» EXTRACTED TEXT
______
The general mechanism of this corrosion is an oxidation of metal atoms by aqueous hydrogen ions. The rate of corrosion is directly related to the concentration of aqueous hydrogen ions. A particularly difficult aspect of the problem is that the corrosion occurs above and in the temperature range of the initial condensation of water. The term "initial condensate" as used herein indicates a phase formed when the temperature of the surrounding environment reaches the dew point of water. At this point a mixture of liquid water, hydrocarbon, and vapor may be present. The initial condensate may occur within the distilling unit itself or in subsequent condensers and other equipment. The top temperature of the fractionating column is normally maintained above the dew point of water. The
initial aqueous condensate formed contains a high percentage of HC1. The chlorine comes from salts in the crude, and recently the salt content of crude oil (especially Opportunity Crudes) being used in refineries has increased, generating more chlorides. Due to the high concentration of acids dissolved in the water, the pH of the first condensate can be rather low. Thus, as noted, the condensed water can be highly corrosive. It is important that the first condensate is made less corrosive.
Conventionally, highly basic ammonia has been added at various points in the system in an attempt to inhibit the corrosiveness of condensed acidic materials. However, ammonia has not been effective to eliminate corrosion occurring at the initial condensate due to its volatility. In one non- limiting view, ammonia may be ineffective because it does not condense completely enough to neutralize the acidic components of the first condensate.
Amines such as morpholine and methoxy propylamine have been used successfully to control or inhibit corrosion that occurs at the point of initial condensation within or after the distillation unit. Adding amines to the petroleum fractionating system raises the pH of the initial condensate rendering the material substantially less corrosive. The amine inhibitor can be added to the system either in pure form or as an aqueous solution. In some cases, sufficient amounts of amine inhibitors are added to raise the pH of the liquid at the point of initial condensation to above 4.5; in some cases to between 5.5 and 6.5. Other highly basic (pKa > 8) amines have been used, including ethylenediamine, monoethanolamine and hexamethylene diamine.
However, the use of these highly basic amines for treating the initial condensate has a problem relating to the resultant hydrochloride salts of these amines which tend to form deposits in distillation columns, column pumparounds, overhead lines, overhead heat exchangers and other parts of the system. These deposits occur after the particular amine has been used for a period of time, sometimes in as little as one or two days. These deposits can cause both fouling and corrosion problems and are particularly problematic in units that do not use a water wash.
Thus, it would be desirable if a method could be devised that neutralizes acid environments in distillation overheads of hydrocarbon processing facilities that minimizes or reduces deposits of hydrochloride and amine salts.
______
» EXERCISE TASK A
According to the corrosion excerpt, why has ammonia failed to stop corrosion at the initial condensate?

[Stored data]
______
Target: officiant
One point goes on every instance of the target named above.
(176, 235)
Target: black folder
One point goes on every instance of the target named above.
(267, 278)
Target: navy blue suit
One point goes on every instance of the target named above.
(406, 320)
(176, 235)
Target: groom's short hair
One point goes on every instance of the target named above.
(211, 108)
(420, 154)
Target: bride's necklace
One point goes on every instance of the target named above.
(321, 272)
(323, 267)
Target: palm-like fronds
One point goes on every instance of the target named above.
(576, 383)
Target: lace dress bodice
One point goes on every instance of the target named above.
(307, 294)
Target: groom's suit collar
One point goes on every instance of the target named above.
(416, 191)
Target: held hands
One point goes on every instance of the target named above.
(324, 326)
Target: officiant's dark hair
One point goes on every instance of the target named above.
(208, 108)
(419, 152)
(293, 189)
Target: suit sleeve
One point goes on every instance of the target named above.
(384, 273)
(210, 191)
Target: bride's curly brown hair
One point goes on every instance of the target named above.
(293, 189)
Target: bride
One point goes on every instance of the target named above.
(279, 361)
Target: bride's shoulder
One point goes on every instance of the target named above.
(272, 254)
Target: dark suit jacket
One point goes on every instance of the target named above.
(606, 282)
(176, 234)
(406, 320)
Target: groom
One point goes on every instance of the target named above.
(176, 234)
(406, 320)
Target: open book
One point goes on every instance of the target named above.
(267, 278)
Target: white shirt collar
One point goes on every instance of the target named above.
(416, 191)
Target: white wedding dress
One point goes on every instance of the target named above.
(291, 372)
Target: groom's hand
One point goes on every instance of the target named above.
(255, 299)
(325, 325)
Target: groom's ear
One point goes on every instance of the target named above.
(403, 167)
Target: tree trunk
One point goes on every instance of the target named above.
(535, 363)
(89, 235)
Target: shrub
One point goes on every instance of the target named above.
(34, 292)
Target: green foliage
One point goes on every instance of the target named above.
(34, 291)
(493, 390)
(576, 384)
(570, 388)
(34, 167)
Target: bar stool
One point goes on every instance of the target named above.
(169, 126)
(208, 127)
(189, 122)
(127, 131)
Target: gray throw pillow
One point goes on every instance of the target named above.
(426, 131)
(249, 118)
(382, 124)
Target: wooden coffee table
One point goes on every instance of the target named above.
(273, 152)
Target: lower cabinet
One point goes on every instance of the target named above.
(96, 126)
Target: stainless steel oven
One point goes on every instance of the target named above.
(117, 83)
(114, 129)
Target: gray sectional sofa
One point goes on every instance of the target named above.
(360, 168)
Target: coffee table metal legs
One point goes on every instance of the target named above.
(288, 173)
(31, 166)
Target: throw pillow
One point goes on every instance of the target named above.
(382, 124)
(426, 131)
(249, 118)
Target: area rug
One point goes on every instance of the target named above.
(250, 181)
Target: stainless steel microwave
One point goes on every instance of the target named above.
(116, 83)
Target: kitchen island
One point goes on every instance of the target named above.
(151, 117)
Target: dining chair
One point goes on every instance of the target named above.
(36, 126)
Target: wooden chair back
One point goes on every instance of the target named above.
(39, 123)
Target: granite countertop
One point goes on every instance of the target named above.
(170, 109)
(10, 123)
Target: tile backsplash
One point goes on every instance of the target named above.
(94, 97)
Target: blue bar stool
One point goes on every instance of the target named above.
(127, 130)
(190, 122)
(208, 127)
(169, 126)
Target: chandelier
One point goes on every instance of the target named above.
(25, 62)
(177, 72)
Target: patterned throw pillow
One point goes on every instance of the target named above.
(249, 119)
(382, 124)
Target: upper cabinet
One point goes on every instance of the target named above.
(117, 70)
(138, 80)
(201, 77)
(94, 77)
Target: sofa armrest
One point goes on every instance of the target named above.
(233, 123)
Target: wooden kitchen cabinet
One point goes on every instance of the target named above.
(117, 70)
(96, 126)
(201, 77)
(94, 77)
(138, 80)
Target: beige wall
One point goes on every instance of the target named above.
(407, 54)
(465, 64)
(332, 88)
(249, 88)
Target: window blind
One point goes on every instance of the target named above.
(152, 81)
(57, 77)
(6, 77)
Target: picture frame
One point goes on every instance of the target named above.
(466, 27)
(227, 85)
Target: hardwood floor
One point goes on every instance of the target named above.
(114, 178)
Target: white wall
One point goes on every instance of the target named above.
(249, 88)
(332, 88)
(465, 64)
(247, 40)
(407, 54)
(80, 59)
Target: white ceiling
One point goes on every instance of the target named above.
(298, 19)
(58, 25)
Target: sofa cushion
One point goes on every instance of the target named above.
______
» EXERCISE TASK B
Extract every line of the records above that contains the string "steel".

» CORRECT ANSWER A
Ammonia's volatility keeps it from eliminating corrosion at the initial condensate. One non-limiting view is that it does not condense completely enough to neutralize the acidic components of the first condensate.

» CORRECT ANSWER B
Target: stainless steel oven
Target: stainless steel microwave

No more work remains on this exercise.